§ REQUIRED WORK: Below are records to repeat exactly; do not include any pictures.

§ RECORDED INFORMATION:
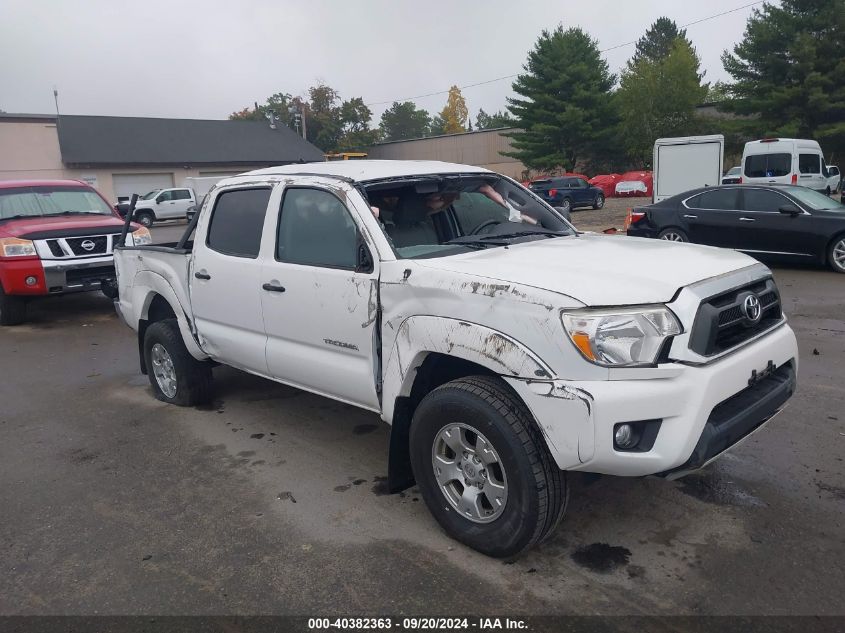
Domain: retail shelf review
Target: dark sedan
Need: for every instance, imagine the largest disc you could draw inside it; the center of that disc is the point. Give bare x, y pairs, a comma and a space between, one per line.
568, 193
781, 220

§ THE ANSWER:
Domain: retail shelf review
Target: dark sedan
Need: for every instance, imagine the largest disc you could draw inside it; the center of that disc is the point. Give bare x, y pairs, a comma and a space between, one per line.
568, 193
781, 220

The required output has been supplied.